> TASK: Could you print every record below exactly as it appears?

Dataset entries
────────────────

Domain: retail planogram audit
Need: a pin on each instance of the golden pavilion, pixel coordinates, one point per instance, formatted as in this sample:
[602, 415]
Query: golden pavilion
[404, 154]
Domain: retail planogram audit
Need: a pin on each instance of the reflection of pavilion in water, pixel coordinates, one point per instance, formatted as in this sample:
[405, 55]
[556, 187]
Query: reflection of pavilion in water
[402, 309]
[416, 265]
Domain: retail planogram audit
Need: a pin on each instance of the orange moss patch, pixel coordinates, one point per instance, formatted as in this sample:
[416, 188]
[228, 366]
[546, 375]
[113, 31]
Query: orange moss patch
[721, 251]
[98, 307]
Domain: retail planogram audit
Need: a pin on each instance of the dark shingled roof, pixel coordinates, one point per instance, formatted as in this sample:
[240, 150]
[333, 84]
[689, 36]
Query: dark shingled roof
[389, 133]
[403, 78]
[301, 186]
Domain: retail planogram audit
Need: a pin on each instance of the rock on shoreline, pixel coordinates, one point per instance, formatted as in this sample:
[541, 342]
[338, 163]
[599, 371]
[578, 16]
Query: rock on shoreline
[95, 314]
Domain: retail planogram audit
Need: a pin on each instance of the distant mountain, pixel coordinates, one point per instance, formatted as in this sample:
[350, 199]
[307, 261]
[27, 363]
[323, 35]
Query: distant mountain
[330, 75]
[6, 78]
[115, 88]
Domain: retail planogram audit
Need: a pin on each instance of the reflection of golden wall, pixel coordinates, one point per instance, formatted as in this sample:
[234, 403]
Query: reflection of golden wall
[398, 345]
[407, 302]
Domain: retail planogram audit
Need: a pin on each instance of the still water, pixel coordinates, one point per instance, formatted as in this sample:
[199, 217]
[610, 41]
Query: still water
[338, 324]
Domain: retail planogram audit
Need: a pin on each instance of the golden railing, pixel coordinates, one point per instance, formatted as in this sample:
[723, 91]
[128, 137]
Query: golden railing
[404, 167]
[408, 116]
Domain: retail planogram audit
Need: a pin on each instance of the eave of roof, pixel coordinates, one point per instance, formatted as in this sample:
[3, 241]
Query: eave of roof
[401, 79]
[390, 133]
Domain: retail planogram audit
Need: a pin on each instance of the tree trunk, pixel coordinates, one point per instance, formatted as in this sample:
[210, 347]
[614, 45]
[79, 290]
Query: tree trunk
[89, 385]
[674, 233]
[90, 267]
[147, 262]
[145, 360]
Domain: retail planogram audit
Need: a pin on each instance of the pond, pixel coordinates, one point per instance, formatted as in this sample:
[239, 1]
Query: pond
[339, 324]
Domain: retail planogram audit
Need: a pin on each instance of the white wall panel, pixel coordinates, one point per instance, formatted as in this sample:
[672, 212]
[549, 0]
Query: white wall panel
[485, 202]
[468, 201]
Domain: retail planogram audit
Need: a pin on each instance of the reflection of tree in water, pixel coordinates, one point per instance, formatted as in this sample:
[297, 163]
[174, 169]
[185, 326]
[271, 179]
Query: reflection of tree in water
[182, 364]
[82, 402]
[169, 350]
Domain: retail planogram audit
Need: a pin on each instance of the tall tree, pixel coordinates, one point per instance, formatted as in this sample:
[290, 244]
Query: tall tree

────────────────

> FULL OUTPUT:
Domain: retail planogram audit
Need: a pin on each instance of the golden pavilion, pixel coordinates, one point per instance, formatted as in this sample:
[602, 415]
Query: golden pavilion
[404, 154]
Domain: retail planogram audit
Need: a pin on each instance of the reflection of pavilion in water, pixel coordinates, one point per instance, formatted as in this sample:
[405, 55]
[556, 187]
Query: reflection of pavilion in water
[402, 309]
[416, 265]
Domain: retail planogram audit
Need: a pin on each instance of the orange moss patch, pixel coordinates, one point per instance, formatted as in this sample:
[416, 188]
[228, 366]
[546, 375]
[113, 31]
Query: orange moss patch
[721, 251]
[98, 307]
Domain: retail planogram audit
Need: a pin on each instance of the dark shingled roof, pixel coordinates, one point per instance, formatted as in this sample:
[240, 150]
[333, 84]
[689, 36]
Query: dark shingled roof
[389, 133]
[403, 78]
[301, 186]
Domain: retail planogram audit
Need: a pin on each instance of the rock on shoreline, pixel coordinates, one point per instance, formatted as in this sample:
[541, 342]
[338, 163]
[599, 371]
[578, 16]
Query: rock on shoreline
[95, 314]
Domain: retail planogram audit
Need: a pin on each instance of the distant mountain, pixel coordinates, one point per instance, formatted as in this sample:
[350, 199]
[307, 261]
[27, 363]
[323, 35]
Query: distant mountain
[330, 75]
[6, 78]
[115, 88]
Domain: retail planogram audit
Need: a pin on each instance of the reflection of golden wall, pixel coordinates, one point per instance, formatted as in this sample:
[234, 403]
Query: reflection of golden wall
[398, 345]
[407, 302]
Domain: retail planogram audit
Need: a pin on each instance of the still water, pixel coordinates, one point per instance, formatted as in this sample:
[199, 217]
[610, 41]
Query: still water
[338, 324]
Domain: retail planogram audit
Need: a pin on each instance of the golden railing, pixel coordinates, one point per instance, formatted as in this sample:
[723, 91]
[128, 137]
Query: golden railing
[404, 167]
[408, 116]
Domain: retail planogram audit
Need: a pin on each instance of the eave of roof, pixel coordinates, one point per instance, formatted as in this sample:
[3, 241]
Query: eave of roof
[401, 79]
[390, 133]
Domain: retail planogram audit
Need: a pin on each instance of the tree trunk, pixel coordinates, one point per instance, formatted as in this sample:
[210, 347]
[614, 45]
[79, 290]
Query: tree trunk
[89, 385]
[674, 233]
[90, 267]
[147, 262]
[145, 360]
Domain: retail planogram audit
Need: a pin on each instance of the pond, pixel coordinates, one point per instance, formatted as in this sample:
[239, 1]
Query: pond
[339, 324]
Domain: retail planogram audit
Need: a pin on each instance of the white wall panel, pixel coordinates, one point per instance, formatted as in this sample:
[672, 212]
[549, 0]
Query: white wall panel
[485, 202]
[468, 201]
Domain: retail planogram audit
Need: a pin on each instance of the reflection of tree in water, pixel coordinates, one point per instance, formatted as in this sample:
[297, 163]
[174, 169]
[185, 326]
[271, 179]
Query: reflection of tree in water
[182, 364]
[82, 402]
[169, 350]
Domain: retail planogram audit
Need: a pin on each instance of the tall tree, pixel coordinates, one point per instance, formatted as in this sample:
[290, 244]
Query: tall tree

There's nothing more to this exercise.